Study text
.....

Bioluminescent imaging. Mice bearing 100-200 mm3 subcutaneous HRE-luciferase reporter tumors were anesthetized using 2% isofluorane and injected ip with 150 mg/kg potassium d-luciferin (Xenogen). After 10 min, bioluminescence was measured in a Xenogen IVIS100 imaging system (Xenogen). Data was quantified by measuring total photons/s from uniform regions of interest. The data are presented as the change in bioluminescence relative to pretreatment values. Data points represent the mean of 3 independent experiments, each comprising 5 RKO and 5 RKOShHIF1 tumors.

Detection of tumor hypoxia by pimonidazole immunofluorescence. Mice bearing 100-300 mm3 subcutaneous RKO and RKOshHIF tumors on either flank were treated with 0.12 mg/kg echinomycin ip or saline control, and 24 h later they were injected with the hypoxia marker drug pimonidazole (60 mg/kg ip) (Millipore, Temecula, Calif.). Three hours after pimonidazole injection, tumors were excised, and frozen in Tissue-Tek O.C.T. compound. Frozen sections (10 μm thick) from the center regions of tumors were cut, air dried, and fixed for 15 min in acetone at 4 C. Slides were then air dried, rehydrated in PBS, and blocked for 30 min in 4% FBS, 5% non-fat milk, and 0.1% Triton X-100 in PBS. Slides were incubated for 1 hr at room temperature with a FITC-conjugated monoclonal antibody against pimonidazole (Millipore) diluted 1:20 in blocking solution. Slides were washed, counterstained with 50 nM propidium iodide (PI), and mounted under a coverslip in Vectashield medium (Vector Labs, Burlingame, Calif.).

.....

What to do
a: Rewrite the stretch of the methods passage from "Bioluminescent imaging. Mice" through "5 RKOShHIF1 tumors.", replacing "anesthetized" with "sedated".
b: Answer these questions from the methods passage:
(i) What dose of potassium d-luciferin was injected into the mice?
(ii) How long after the pimonidazole injection were the tumors excised?
(iii) At what dilution was the FITC-conjugated antibody against pimonidazole used?
c: Continue the methods passage from the point where it stops.

Stored data
.....

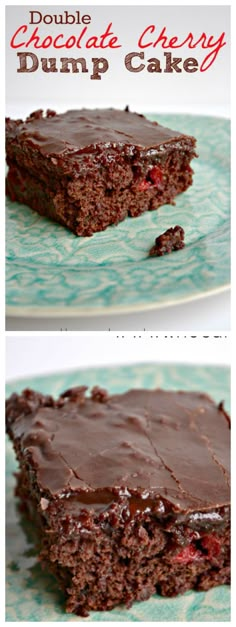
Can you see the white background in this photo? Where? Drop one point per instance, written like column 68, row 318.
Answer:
column 201, row 93
column 28, row 356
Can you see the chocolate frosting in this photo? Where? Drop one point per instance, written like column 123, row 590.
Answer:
column 149, row 443
column 76, row 132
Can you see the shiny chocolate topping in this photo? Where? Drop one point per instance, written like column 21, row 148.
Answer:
column 85, row 130
column 144, row 444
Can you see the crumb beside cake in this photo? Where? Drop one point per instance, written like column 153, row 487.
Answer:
column 129, row 493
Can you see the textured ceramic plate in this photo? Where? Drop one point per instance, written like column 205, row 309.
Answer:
column 32, row 595
column 51, row 272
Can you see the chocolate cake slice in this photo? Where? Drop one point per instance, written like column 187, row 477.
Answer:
column 89, row 169
column 129, row 493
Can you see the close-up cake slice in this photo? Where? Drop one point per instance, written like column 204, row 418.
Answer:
column 129, row 494
column 89, row 169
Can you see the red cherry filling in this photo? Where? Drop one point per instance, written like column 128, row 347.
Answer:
column 211, row 544
column 155, row 175
column 154, row 178
column 144, row 185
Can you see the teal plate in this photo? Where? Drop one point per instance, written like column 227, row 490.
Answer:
column 32, row 595
column 50, row 272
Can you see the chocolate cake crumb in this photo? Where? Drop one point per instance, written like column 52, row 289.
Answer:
column 172, row 239
column 128, row 493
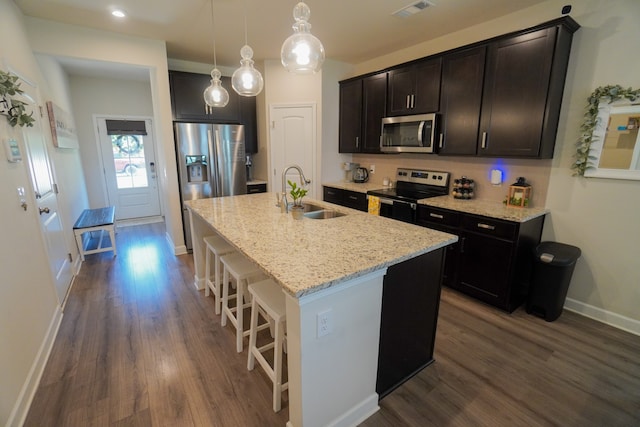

.....

Answers to the exercises
a:
Bioluminescent imaging. Mice bearing 100-200 mm3 subcutaneous HRE-luciferase reporter tumors were sedated using 2% isofluorane and injected ip with 150 mg/kg potassium d-luciferin (Xenogen). After 10 min, bioluminescence was measured in a Xenogen IVIS100 imaging system (Xenogen). Data was quantified by measuring total photons/s from uniform regions of interest. The data are presented as the change in bioluminescence relative to pretreatment values. Data points represent the mean of 3 independent experiments, each comprising 5 RKO and 5 RKOShHIF1 tumors.

b:
(i) 150 mg/kg, given ip.
(ii) Three hours.
(iii) 1:20, diluted in blocking solution.

c:
FITC and Pi fluorescent signals for entire tumor sections (one section per tumor) were acquired using a 4× objective lens on a Nikon Eclipse E800 microscope equipped with a motorized scanning stage, a 12-bit QImaging camera (OImaging, Burnaby, Canada), and Bioquant imaging software (Bioquant, Nashville, Tenn.). Acquisition parameters were held constant for all samples. ImageJ software (NIH, Bethesda, Md.) was used to analyze the resulting tiled images. The area of the tumor section was manually defined using the PI signal, and large areas of necrosis and cutting artifacts were removed. The FITC positive area was then defined using a common threshold value for all tumor sections. The threshold value was chosen such that all signal was eliminated on control tumor sections from animals not injected with pimonidazole. The hypoxic fraction was defined as the FITC positive area/the viable tumor area.

Tumorgrowth delay. Female nude mice were implanted sc with RKO, RKOShHIF1α, or Su.86 tumors as described above. When the mean tumor volume reached 100-200 mm3, mice were randomized to treatment groups. The echinomycin plus tirapazamine groups were treated with 0.12 mg/kg echinomycin ip followed at 24 h by 30 mg/kg tirapazamine ip, followed by a rest day for 3 or 6 cycles as indicated. The DCA plus echinomycin treatment group was treated with 50 mg/kg DCA ip followed at 4 hours by 20 mg/kg tirapazamine ip daily for 14 days. Single agents were given at the same doses on the same schedules. Control animals were given ip injections of saline on the same schedule. For schedule dependence experiments, the doses were the same as above, with the tirapazamine plus echinomycin group receiving tirapazamine, followed at 24 hours by echinomycin, followed by a rest day for 6 cycles. Each treatment arm consisted of 2 independent groups of 6-8 tumors (12-16 total tumors per group).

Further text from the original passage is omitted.